* _To do_
Copy every row below word for word, keeping each line and character unchanged.

* _Supplied material_
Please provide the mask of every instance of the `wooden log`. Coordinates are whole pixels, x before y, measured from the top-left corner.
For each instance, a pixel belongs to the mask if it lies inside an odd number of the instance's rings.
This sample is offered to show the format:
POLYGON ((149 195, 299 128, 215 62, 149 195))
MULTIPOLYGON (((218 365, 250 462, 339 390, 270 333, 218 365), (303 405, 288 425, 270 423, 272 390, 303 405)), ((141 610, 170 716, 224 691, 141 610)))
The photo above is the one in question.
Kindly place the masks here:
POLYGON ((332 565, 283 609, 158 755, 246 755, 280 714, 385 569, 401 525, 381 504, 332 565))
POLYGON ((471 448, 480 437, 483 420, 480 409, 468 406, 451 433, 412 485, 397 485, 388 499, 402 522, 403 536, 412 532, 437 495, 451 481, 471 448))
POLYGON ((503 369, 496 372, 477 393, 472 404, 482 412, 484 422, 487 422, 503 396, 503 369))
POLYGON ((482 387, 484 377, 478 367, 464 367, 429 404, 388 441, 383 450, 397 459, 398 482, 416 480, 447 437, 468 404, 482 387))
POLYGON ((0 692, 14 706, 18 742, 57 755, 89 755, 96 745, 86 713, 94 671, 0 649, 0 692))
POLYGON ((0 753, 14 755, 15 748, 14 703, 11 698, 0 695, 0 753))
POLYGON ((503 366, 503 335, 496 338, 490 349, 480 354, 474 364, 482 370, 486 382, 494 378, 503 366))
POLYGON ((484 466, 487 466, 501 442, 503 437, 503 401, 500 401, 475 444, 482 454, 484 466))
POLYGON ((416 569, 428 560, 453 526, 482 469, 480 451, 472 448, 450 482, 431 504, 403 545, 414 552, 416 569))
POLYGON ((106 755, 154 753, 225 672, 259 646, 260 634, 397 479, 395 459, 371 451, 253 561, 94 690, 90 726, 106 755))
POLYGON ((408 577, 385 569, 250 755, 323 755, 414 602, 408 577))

* _Response below_
Please provide the mask of every instance of the `wooden log`. Coordinates are whole pixels, x before y, measured from the top-left corner.
For each instance, a pixel belongs to the mask if it lies inside an odd number of the instance's rings.
This sample is offered to show the format:
POLYGON ((149 195, 299 128, 215 62, 149 195))
MULTIPOLYGON (((218 365, 250 462, 339 390, 270 333, 218 365), (303 405, 288 425, 270 423, 272 390, 303 405)), ((141 610, 170 716, 224 691, 141 610)))
The photo above is the one in question.
Kindly place the masks here:
POLYGON ((332 565, 283 609, 158 755, 246 755, 280 714, 385 569, 401 525, 381 504, 332 565))
POLYGON ((471 448, 480 437, 483 420, 480 409, 468 406, 451 433, 412 485, 397 485, 388 499, 402 522, 403 536, 412 532, 437 495, 451 481, 471 448))
POLYGON ((503 369, 496 372, 477 393, 472 404, 482 412, 484 422, 487 422, 503 396, 503 369))
POLYGON ((482 387, 484 377, 478 367, 464 367, 429 404, 388 441, 383 450, 397 459, 398 482, 416 480, 447 437, 468 404, 482 387))
POLYGON ((0 692, 14 706, 18 742, 57 755, 89 755, 96 745, 86 713, 94 671, 0 649, 0 692))
POLYGON ((0 753, 14 755, 15 748, 14 703, 11 698, 0 695, 0 753))
POLYGON ((503 366, 503 335, 496 338, 490 349, 480 354, 474 364, 482 370, 486 382, 494 378, 503 366))
POLYGON ((484 466, 487 466, 501 442, 503 437, 503 401, 500 401, 475 444, 482 454, 484 466))
POLYGON ((416 569, 428 560, 453 526, 482 469, 480 451, 472 448, 450 482, 431 504, 403 545, 414 552, 416 569))
POLYGON ((106 755, 154 753, 225 672, 259 646, 260 634, 397 479, 395 459, 371 451, 253 561, 94 690, 90 726, 106 755))
POLYGON ((408 577, 385 569, 250 755, 323 755, 414 602, 408 577))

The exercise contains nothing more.